TASK GOAL: Copy out exactly each line from the line with "[ ] locate the ski track in snow" through the last line of the material below.

::::::::::

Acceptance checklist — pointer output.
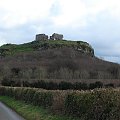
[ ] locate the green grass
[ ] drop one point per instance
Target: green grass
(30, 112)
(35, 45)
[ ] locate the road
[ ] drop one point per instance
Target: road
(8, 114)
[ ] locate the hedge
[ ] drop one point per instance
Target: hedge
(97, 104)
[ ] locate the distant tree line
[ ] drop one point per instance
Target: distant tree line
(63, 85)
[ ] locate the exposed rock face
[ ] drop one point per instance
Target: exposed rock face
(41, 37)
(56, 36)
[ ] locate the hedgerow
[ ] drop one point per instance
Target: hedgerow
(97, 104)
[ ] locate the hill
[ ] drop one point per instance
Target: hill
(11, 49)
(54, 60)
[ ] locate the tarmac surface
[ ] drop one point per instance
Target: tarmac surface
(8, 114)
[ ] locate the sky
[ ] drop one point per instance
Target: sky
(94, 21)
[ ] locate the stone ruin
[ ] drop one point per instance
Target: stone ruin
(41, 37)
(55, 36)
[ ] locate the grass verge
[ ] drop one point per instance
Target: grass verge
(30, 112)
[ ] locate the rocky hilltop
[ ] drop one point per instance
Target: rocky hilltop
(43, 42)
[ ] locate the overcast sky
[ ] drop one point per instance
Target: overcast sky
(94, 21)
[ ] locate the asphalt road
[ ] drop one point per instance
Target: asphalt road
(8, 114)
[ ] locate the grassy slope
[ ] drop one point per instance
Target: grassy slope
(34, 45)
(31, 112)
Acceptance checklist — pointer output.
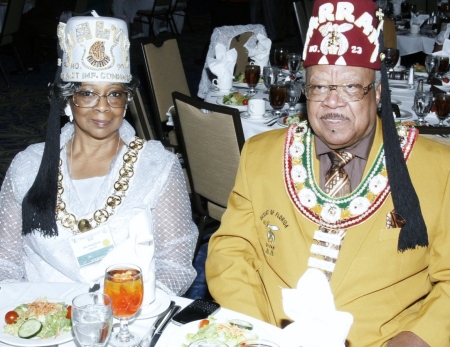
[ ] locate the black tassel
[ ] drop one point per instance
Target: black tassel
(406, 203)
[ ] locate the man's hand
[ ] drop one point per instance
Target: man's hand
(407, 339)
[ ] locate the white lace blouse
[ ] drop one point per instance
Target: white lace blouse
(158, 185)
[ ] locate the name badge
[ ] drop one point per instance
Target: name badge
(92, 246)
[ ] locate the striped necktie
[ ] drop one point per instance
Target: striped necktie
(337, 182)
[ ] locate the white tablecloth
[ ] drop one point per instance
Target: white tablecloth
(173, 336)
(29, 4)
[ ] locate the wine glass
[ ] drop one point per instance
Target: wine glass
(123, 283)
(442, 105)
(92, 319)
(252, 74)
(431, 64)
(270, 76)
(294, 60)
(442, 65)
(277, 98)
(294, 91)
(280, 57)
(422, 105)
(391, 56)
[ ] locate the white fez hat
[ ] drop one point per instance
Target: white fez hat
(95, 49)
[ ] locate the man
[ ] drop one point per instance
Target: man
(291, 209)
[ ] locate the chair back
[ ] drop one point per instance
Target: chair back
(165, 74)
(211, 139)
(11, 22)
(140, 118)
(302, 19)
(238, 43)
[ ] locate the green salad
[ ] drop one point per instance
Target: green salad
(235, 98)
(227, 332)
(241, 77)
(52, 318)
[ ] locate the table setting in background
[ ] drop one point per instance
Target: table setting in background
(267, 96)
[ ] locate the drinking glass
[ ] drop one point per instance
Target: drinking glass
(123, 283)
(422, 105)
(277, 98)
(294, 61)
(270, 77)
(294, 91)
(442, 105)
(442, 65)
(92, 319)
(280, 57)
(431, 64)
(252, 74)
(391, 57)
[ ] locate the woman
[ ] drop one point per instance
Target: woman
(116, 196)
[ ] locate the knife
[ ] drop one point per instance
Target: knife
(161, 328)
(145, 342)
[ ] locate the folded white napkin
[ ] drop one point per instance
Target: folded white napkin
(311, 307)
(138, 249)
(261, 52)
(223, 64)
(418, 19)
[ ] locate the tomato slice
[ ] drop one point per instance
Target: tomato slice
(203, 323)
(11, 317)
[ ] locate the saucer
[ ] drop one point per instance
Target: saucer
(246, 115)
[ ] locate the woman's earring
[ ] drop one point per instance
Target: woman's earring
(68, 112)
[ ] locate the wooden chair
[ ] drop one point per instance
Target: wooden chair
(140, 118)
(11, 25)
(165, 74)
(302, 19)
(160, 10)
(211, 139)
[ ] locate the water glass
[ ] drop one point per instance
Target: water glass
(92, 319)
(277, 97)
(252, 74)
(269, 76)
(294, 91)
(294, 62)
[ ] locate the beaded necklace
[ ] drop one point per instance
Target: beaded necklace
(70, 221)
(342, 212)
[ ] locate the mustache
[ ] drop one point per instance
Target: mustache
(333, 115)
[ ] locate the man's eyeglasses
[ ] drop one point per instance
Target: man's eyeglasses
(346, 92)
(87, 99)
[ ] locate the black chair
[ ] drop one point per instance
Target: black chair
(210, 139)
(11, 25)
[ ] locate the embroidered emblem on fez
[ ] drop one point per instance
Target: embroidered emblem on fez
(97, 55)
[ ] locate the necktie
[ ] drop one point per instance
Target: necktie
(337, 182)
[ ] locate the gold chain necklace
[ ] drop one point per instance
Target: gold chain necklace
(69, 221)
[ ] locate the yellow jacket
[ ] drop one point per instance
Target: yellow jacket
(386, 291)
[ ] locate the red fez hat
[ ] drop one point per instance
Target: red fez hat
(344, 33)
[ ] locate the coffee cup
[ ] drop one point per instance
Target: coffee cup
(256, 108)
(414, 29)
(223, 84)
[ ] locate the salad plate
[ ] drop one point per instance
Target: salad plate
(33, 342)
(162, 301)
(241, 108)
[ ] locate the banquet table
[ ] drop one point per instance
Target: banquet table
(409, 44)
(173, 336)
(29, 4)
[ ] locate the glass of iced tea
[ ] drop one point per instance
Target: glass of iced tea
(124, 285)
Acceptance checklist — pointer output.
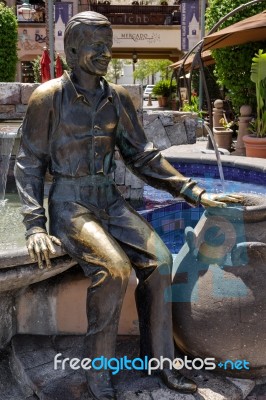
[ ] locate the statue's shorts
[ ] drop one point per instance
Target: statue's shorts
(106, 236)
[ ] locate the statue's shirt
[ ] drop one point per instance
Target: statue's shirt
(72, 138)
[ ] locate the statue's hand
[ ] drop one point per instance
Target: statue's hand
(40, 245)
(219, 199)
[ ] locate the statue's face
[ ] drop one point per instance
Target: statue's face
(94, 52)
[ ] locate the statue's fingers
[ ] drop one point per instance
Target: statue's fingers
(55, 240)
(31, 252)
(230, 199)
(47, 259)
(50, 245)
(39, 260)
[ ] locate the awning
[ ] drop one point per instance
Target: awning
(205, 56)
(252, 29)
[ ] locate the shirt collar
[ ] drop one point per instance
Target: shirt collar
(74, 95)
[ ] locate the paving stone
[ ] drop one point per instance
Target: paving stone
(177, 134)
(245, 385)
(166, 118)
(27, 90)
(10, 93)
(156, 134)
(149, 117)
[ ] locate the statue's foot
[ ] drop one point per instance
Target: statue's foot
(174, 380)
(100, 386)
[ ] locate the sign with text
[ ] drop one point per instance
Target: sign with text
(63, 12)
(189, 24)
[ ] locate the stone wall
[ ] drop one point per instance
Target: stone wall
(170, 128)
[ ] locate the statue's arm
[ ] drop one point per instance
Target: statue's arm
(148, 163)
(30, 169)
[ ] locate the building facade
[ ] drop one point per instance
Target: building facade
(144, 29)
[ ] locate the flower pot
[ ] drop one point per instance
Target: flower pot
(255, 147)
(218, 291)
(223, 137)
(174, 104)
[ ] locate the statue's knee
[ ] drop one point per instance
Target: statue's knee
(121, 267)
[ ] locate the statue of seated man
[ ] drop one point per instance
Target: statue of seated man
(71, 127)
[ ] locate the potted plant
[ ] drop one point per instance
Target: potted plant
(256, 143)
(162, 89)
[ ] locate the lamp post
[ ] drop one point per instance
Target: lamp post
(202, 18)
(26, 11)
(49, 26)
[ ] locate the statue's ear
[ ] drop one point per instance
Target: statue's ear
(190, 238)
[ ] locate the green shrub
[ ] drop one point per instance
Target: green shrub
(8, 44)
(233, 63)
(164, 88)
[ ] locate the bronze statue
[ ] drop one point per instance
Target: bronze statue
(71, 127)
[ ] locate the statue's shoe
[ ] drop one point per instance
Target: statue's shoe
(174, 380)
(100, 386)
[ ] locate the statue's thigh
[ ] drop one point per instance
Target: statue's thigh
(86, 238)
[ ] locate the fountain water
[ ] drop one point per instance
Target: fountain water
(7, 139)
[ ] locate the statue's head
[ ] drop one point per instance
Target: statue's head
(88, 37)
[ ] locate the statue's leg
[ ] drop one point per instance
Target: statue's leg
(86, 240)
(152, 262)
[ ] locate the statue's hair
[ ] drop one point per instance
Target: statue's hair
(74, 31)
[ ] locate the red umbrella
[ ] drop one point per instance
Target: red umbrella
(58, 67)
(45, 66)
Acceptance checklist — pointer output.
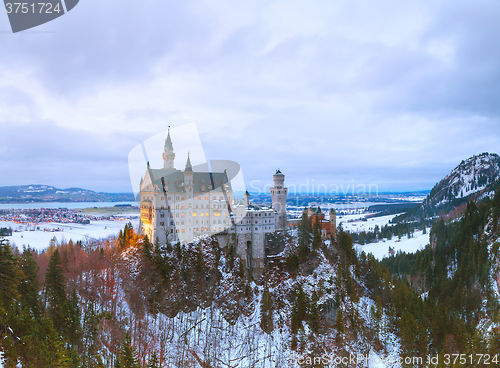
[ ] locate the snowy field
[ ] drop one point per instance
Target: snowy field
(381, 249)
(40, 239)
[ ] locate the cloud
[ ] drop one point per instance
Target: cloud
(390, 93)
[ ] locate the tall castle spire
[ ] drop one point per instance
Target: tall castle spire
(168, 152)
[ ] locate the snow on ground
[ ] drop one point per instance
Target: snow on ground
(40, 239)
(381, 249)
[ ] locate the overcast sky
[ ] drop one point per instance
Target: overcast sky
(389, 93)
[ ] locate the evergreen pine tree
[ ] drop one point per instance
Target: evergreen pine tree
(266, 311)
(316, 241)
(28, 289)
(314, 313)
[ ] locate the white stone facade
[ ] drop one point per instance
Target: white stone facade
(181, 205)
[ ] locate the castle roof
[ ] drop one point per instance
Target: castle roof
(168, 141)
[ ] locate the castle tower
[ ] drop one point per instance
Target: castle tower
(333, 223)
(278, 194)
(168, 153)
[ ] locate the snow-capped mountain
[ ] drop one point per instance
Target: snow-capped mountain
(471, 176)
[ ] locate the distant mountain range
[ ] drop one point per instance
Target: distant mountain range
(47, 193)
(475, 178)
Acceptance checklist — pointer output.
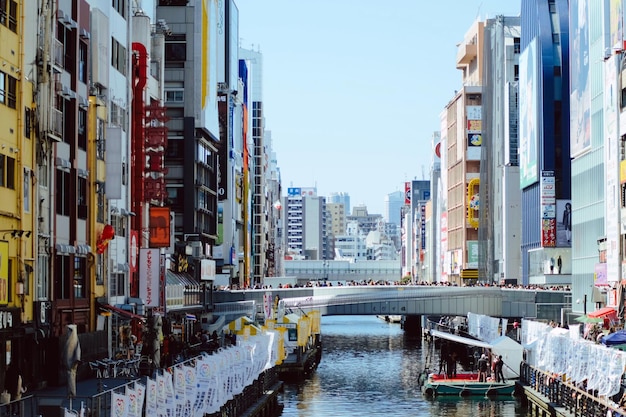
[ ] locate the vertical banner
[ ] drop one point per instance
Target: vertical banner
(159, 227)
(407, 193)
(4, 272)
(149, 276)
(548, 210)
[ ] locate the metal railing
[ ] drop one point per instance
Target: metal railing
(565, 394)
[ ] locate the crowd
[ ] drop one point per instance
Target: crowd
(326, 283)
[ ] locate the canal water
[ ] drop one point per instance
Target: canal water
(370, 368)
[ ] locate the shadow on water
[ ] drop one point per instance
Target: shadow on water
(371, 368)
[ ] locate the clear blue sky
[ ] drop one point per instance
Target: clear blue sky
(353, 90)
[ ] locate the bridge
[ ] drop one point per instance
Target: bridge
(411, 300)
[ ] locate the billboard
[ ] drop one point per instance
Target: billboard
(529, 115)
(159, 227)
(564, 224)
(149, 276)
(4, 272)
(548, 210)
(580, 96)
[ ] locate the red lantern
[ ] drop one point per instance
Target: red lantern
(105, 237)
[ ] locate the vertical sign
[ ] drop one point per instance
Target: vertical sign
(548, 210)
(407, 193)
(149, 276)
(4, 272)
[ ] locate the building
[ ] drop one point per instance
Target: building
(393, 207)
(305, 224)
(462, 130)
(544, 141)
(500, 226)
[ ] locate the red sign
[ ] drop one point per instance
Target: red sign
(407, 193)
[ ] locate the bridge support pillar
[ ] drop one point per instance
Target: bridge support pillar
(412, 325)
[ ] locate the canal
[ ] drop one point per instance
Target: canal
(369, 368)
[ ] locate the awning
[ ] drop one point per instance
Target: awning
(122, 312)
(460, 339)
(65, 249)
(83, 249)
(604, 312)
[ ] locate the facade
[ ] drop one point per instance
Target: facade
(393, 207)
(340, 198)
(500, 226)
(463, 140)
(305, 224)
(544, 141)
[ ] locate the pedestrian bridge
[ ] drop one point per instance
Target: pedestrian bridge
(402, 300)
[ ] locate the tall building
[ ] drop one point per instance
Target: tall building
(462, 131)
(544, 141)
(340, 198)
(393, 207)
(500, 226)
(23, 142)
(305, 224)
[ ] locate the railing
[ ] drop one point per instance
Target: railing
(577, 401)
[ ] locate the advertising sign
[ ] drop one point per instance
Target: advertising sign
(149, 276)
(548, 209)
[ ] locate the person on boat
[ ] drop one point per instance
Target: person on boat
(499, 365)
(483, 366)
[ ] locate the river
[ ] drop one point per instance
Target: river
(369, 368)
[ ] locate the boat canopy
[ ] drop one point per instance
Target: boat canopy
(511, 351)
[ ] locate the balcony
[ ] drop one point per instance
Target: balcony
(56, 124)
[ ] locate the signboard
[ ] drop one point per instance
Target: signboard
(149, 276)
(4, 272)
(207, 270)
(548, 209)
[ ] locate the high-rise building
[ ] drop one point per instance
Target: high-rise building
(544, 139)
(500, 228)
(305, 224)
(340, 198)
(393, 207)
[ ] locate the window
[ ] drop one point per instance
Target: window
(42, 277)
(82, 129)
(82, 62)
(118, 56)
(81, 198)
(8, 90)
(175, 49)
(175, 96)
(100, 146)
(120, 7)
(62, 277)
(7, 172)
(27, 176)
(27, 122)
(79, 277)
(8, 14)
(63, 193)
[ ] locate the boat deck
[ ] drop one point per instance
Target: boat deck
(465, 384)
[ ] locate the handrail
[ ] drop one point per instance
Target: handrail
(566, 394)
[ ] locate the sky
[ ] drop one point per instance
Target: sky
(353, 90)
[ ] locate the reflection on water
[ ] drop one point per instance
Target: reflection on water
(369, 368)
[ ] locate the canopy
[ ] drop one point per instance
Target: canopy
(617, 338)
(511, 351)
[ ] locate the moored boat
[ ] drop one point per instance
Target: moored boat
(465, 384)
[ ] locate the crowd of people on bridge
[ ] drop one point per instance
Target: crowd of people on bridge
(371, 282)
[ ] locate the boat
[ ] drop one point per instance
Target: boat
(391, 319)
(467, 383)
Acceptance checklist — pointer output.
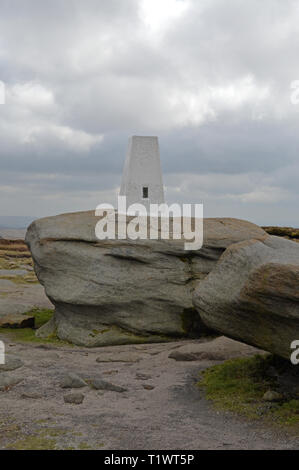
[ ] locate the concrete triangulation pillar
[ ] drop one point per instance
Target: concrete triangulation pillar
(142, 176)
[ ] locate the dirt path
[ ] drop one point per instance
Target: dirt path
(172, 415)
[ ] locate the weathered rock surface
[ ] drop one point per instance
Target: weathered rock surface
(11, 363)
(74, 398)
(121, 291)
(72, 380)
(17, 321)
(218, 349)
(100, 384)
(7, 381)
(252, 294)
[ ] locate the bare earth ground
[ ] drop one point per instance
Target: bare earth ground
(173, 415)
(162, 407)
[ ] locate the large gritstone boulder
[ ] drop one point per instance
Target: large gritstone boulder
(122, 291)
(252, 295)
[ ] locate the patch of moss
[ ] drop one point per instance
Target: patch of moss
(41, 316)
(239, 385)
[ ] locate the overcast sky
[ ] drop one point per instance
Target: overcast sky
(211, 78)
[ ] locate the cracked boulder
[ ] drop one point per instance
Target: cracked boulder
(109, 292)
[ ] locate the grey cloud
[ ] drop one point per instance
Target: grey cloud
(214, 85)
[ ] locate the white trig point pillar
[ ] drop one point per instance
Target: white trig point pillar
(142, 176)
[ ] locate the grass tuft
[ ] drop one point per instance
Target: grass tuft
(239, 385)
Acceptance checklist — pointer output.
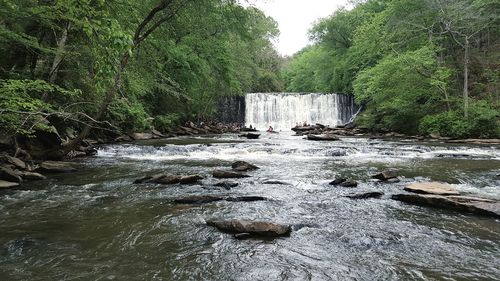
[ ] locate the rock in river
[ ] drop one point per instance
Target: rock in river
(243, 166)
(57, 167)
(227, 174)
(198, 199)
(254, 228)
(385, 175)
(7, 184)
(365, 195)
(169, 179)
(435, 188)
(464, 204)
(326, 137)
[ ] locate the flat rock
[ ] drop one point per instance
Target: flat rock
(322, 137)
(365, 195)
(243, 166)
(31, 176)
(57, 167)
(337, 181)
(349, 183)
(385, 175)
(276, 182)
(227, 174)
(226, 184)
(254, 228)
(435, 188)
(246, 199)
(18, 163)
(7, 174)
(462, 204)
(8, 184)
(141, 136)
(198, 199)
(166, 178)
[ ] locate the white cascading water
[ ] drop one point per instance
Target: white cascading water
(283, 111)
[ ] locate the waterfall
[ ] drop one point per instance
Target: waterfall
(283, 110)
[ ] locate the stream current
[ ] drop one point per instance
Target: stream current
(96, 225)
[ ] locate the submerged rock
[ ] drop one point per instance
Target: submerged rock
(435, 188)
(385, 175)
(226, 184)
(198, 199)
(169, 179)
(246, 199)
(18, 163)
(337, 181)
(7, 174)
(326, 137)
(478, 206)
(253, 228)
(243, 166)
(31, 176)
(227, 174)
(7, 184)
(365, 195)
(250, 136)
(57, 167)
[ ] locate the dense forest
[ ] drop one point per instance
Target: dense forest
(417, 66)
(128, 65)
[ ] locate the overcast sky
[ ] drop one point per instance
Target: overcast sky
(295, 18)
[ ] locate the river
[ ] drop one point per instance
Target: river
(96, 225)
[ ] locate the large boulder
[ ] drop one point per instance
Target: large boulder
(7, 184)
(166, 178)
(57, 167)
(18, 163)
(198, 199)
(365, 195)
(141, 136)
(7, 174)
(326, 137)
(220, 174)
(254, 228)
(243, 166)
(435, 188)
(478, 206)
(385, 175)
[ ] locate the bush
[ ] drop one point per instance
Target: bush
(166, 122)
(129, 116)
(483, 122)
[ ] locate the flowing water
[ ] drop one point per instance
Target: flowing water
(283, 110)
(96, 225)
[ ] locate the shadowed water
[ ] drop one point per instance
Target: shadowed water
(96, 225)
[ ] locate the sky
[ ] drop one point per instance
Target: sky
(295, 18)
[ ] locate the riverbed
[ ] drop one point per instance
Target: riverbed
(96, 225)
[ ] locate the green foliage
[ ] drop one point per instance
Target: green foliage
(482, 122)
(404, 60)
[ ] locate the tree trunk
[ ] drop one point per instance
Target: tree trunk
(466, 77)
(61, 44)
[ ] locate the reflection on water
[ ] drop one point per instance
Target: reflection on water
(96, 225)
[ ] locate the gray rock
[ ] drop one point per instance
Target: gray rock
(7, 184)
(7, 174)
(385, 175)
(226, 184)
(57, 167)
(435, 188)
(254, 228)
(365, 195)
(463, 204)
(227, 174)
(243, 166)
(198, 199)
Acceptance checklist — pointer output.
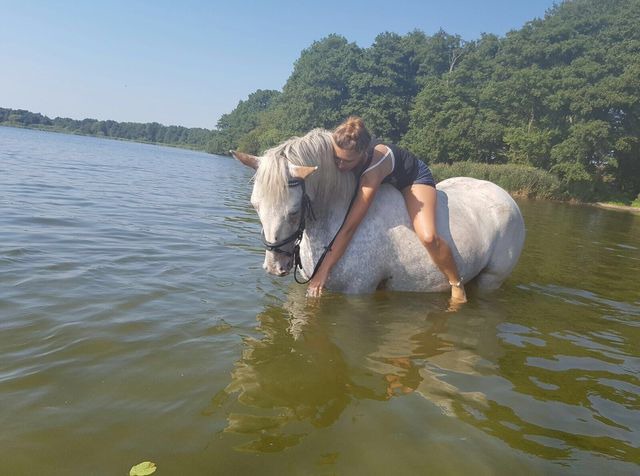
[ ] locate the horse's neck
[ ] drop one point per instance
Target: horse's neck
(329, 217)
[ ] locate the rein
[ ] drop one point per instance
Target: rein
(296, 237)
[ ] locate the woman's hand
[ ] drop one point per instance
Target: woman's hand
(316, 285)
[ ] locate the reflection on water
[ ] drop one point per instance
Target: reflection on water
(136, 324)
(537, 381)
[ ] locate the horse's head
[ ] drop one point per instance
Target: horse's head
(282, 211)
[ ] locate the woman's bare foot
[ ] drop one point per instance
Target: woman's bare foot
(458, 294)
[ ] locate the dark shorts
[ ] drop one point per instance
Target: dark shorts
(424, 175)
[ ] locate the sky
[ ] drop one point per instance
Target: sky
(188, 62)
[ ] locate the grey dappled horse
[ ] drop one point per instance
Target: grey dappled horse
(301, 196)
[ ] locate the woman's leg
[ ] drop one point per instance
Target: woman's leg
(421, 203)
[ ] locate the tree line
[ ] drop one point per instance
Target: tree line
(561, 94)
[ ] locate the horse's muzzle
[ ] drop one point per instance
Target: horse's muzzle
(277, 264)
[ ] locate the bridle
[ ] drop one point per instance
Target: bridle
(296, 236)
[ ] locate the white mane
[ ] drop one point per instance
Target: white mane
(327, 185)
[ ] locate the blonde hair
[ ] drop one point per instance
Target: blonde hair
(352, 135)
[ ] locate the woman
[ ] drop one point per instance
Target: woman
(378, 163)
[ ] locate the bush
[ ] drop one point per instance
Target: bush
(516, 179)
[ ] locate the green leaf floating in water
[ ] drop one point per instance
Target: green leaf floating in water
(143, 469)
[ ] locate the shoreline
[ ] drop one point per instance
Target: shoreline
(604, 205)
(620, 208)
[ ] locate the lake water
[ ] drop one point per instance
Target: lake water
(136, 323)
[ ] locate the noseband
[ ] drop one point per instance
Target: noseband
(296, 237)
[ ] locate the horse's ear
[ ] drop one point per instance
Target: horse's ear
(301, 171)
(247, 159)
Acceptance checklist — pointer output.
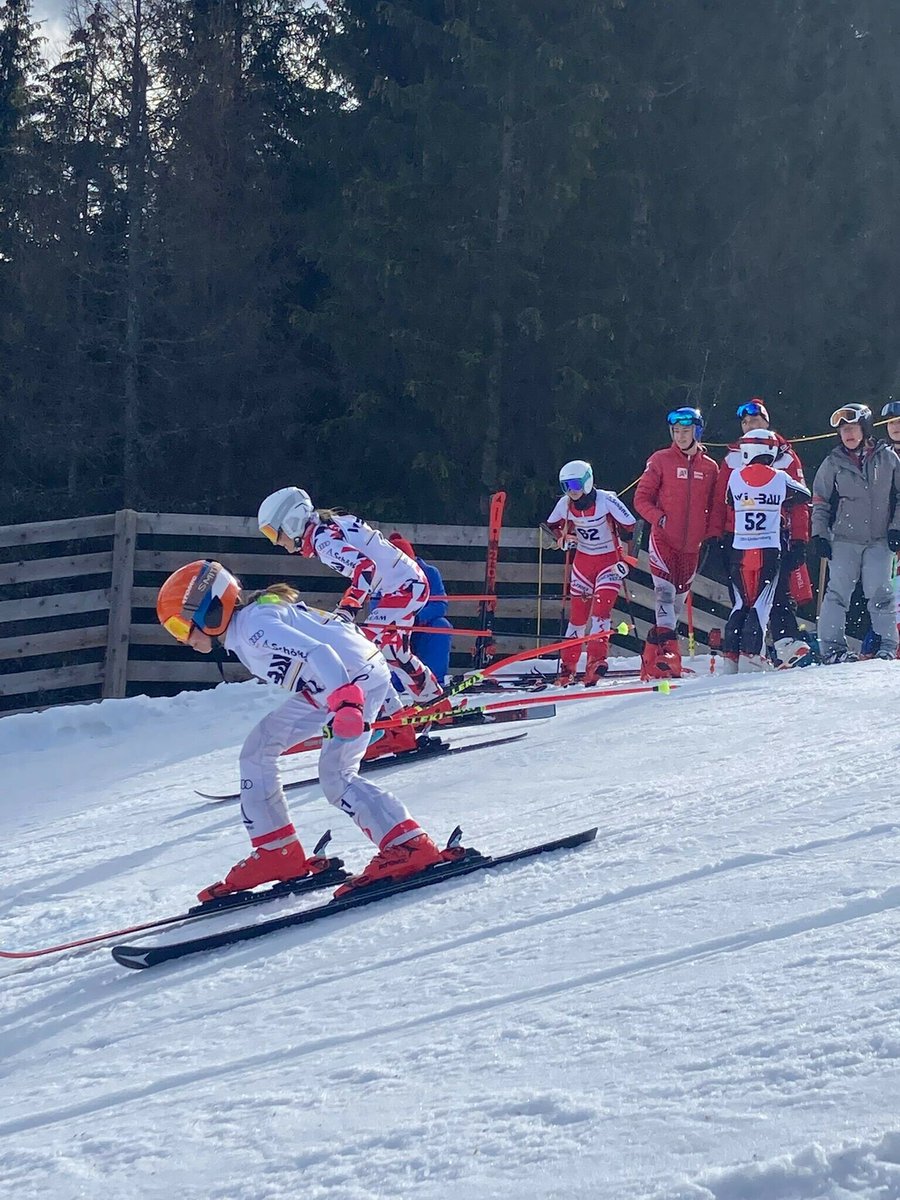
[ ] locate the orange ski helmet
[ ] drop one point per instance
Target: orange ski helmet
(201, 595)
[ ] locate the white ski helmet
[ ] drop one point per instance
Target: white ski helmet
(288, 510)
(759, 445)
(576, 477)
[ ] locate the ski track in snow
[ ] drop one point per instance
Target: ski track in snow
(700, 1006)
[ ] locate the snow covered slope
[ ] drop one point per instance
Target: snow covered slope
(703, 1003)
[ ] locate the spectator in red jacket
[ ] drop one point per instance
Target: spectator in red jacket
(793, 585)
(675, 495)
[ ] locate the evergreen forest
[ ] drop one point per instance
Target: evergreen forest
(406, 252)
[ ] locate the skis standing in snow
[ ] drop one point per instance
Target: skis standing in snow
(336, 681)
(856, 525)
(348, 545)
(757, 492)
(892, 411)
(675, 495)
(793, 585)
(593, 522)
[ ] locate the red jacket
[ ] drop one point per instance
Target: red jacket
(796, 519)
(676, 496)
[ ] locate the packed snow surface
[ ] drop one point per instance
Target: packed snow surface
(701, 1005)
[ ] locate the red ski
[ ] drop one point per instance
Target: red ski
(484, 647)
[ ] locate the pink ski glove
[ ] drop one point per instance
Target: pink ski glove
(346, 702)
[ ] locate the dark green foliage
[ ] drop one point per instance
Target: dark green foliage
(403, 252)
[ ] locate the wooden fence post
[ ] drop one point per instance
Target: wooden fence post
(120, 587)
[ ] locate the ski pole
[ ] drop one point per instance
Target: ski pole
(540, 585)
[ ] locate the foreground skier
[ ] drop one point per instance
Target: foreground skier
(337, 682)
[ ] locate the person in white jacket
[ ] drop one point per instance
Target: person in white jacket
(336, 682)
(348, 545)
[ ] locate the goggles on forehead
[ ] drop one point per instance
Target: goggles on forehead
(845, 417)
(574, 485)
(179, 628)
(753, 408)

::::::::::

RESULT OF THIS EXERCISE:
[ ] locate the ski track in snow
[ ] drop one point per instance
Target: ski track in snow
(700, 1006)
[ ] locate the snow covered slope
[ ] drop one point per instance
Target: snow covered slope
(703, 1003)
[ ] locate the spectator in red jacket
[ ] drop one point per instance
Target: spectator in red jacket
(793, 585)
(675, 495)
[ ] locate the evergreen forest
[ ] drop one point per instance
Target: evergreen forest
(406, 252)
[ ] locate the skis standing in snow
[ ] drop one point per instance
Target: skis standing in snow
(336, 681)
(856, 525)
(348, 545)
(757, 492)
(892, 411)
(675, 495)
(793, 585)
(593, 522)
[ ] locate the red jacket
[ ] drop one point per instance
Target: red jacket
(796, 519)
(676, 496)
[ ] locate the packed snow surface
[ ] drop one point per instance
Target: packed snow surface
(701, 1005)
[ ] locate the red ski
[ ] drop one point per instance
Target: red ski
(484, 647)
[ ] locate the pink ski glove
[ ] drop one point per instance
Target: pink ski glove
(346, 702)
[ ] locate the dark green foliage
[ ] drop one point per instance
Target: dark green foliage
(403, 252)
[ ] locate the wooden fence post
[ ] drop one point per instance
Target: wooden fence post
(120, 587)
[ ] locate the ski pole
[ ] drop one point per instance
Target: ski pole
(540, 585)
[ ] locate the foreground skier
[ ] drop one point per instance
Target: foreground skier
(337, 682)
[ ] locate the person in white jacket
[ ] drop one point per instance
Target: person in white jacket
(336, 682)
(348, 545)
[ ] locate the goggles on forehead
[ ] drop one point per instance
Target: goggles on forehead
(845, 417)
(574, 485)
(179, 628)
(753, 408)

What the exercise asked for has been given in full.